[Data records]
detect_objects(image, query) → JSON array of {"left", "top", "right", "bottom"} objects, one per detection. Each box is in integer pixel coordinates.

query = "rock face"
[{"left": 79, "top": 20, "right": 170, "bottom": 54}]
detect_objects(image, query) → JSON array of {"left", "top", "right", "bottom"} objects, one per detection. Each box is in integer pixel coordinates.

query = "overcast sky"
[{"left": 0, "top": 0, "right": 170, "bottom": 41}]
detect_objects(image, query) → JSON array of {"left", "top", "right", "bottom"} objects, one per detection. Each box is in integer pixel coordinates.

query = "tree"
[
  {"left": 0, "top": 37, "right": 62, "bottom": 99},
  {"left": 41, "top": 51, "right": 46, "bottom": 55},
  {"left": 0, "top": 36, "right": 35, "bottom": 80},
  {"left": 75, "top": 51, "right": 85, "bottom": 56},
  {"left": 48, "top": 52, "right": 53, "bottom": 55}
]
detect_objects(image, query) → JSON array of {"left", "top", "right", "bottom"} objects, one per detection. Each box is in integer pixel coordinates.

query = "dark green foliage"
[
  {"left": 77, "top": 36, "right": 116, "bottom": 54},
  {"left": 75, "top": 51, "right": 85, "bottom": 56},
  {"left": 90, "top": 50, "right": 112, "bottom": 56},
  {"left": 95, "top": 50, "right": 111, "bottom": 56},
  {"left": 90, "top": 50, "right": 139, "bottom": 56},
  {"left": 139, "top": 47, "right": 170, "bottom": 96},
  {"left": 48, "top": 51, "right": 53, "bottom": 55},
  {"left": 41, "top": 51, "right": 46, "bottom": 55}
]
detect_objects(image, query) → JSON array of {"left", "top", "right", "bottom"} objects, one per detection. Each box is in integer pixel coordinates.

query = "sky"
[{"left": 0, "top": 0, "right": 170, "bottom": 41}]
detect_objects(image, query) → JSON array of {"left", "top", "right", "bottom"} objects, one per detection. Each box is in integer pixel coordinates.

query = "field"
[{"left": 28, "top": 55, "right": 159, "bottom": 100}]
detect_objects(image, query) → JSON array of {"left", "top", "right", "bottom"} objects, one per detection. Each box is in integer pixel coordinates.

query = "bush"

Work to be completed →
Go through the data above and copy all of it exactly.

Result of the exercise →
detect_objects(image, query) → JSON array of {"left", "top", "right", "bottom"} objects, one per detection. Each box is in integer pixel coordinates.

query = "rock face"
[{"left": 79, "top": 20, "right": 170, "bottom": 54}]
detect_objects(image, query) → JSON array of {"left", "top", "right", "bottom"} objects, one per detection. Each box is in integer pixel coordinates.

query = "overcast sky"
[{"left": 0, "top": 0, "right": 170, "bottom": 41}]
detect_objects(image, query) → JSON array of {"left", "top", "right", "bottom"} objects, one per detection. Each box is in integer pixel coordinates.

query = "tree"
[
  {"left": 0, "top": 37, "right": 62, "bottom": 99},
  {"left": 41, "top": 51, "right": 46, "bottom": 55},
  {"left": 0, "top": 36, "right": 35, "bottom": 80},
  {"left": 75, "top": 51, "right": 85, "bottom": 56},
  {"left": 48, "top": 52, "right": 53, "bottom": 55}
]
detect_objects(image, query) → JSON array of {"left", "top", "right", "bottom"} objects, one per detection. Each box is in integer pixel coordinates.

query = "dark green foliage"
[
  {"left": 77, "top": 36, "right": 116, "bottom": 54},
  {"left": 75, "top": 51, "right": 85, "bottom": 56},
  {"left": 90, "top": 50, "right": 112, "bottom": 56},
  {"left": 95, "top": 50, "right": 111, "bottom": 56},
  {"left": 90, "top": 50, "right": 139, "bottom": 56},
  {"left": 139, "top": 47, "right": 170, "bottom": 96},
  {"left": 48, "top": 51, "right": 53, "bottom": 55},
  {"left": 41, "top": 51, "right": 46, "bottom": 55}
]
detect_objects(image, query) → JSON array of {"left", "top", "right", "bottom"} objects, one per detection. Each box is in integer pixel coordinates.

query = "sky"
[{"left": 0, "top": 0, "right": 170, "bottom": 41}]
detect_objects(image, query) → JSON array of {"left", "top", "right", "bottom"} objects, one per detection. Each box is in integer pixel coordinates.

query = "field"
[{"left": 28, "top": 55, "right": 159, "bottom": 100}]
detect_objects(image, query) → JSON array of {"left", "top", "right", "bottom"} objects, one per detection. Each box is in integer pixel coordinates.

query = "bush"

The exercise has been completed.